• [Article]
Start
# Textures



## BlondeAverageReader (Jul 7, 2018)




----------



## TuesdayEve (Jul 7, 2018)

The holes on the tree bark are large, don’t think I’ve 
seen holes that big.
The top black and white of the leaves is cool too.


----------



## BlondeAverageReader (Jul 8, 2018)

TuesdayEve said:


> The holes on the tree bark are large, don’t think I’ve
> seen holes that big.
> The top black and white of the leaves is cool too.



The two holes in the tree stump are made by Stag Beetle larvae chomping their way through the rotting wood, they take 5-6 years before emerging as 2”-3” beetles.
We wanted to get rid of the stump but as l started to hack away at the rotting wood l found it full of holes with orange faces looking at me. So now nature will take its course, as these beetles are becoming rare.


----------



## BlondeAverageReader (Jul 8, 2018)

*Total lack of texture*

Spooky shadow of seated lady in old fashioned poke bonnet?
Spotted by justrob on the kitchen blind.
End
Write out the Textures thread word for word, starting at "We wanted to" and ending at "fashioned poke bonnet?". Rely on nothing but the Textures thread above.

• [Given entries]
Start
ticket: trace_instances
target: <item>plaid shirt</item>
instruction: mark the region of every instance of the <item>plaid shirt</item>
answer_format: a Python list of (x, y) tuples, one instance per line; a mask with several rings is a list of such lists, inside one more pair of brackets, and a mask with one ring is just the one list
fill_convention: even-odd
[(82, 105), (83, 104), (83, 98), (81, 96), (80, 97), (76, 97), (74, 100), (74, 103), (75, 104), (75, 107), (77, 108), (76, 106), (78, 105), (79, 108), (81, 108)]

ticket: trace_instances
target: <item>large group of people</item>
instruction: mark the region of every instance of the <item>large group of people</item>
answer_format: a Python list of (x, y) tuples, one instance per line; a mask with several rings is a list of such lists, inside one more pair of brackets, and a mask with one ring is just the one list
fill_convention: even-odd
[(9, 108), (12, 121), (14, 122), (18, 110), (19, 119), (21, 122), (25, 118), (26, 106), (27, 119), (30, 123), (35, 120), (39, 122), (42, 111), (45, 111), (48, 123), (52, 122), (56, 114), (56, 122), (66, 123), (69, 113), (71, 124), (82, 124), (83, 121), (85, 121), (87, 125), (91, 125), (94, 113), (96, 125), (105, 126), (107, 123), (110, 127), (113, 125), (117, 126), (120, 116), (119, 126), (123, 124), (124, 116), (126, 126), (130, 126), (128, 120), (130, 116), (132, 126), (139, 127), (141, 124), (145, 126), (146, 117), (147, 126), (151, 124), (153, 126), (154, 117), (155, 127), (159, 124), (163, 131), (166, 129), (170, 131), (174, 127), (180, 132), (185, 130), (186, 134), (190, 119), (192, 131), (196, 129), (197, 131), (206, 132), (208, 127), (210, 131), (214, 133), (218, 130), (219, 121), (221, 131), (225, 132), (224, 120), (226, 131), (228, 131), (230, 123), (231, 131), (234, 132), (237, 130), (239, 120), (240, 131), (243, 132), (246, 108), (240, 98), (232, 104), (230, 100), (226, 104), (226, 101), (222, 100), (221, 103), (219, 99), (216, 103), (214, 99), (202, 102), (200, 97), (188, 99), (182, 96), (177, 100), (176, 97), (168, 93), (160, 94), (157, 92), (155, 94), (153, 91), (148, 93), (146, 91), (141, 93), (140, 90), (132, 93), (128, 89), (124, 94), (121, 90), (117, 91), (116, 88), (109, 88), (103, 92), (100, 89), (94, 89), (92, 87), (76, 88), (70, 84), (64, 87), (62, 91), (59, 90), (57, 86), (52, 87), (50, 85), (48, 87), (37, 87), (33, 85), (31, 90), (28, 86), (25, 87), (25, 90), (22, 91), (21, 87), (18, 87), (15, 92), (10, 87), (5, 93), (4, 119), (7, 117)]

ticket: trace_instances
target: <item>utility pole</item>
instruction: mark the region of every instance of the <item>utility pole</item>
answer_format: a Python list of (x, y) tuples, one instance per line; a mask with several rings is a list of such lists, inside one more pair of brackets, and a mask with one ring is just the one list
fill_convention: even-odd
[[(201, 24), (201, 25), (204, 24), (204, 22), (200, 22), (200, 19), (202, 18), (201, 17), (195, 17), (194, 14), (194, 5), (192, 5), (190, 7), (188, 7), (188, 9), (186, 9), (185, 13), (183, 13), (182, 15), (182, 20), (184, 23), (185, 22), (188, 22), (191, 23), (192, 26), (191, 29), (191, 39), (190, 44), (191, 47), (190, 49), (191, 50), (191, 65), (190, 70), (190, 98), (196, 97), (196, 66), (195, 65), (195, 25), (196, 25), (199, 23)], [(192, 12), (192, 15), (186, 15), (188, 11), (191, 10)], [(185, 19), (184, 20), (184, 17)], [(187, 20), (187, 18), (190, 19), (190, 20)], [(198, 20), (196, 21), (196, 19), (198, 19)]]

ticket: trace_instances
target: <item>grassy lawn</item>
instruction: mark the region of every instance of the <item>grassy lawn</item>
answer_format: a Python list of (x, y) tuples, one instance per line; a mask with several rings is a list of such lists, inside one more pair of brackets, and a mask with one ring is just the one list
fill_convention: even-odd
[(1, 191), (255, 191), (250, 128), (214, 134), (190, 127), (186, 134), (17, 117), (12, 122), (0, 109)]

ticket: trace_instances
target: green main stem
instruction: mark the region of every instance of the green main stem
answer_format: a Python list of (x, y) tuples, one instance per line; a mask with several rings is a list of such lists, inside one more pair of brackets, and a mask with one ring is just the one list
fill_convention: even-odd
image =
End
• [Full response]
We wanted to get rid of the stump but as l started to hack away at the rotting wood l found it full of holes with orange faces looking at me. So now nature will take its course, as these beetles are becoming rare.


----------



## BlondeAverageReader (Jul 8, 2018)

*Total lack of texture*

Spooky shadow of seated lady in old fashioned poke bonnet?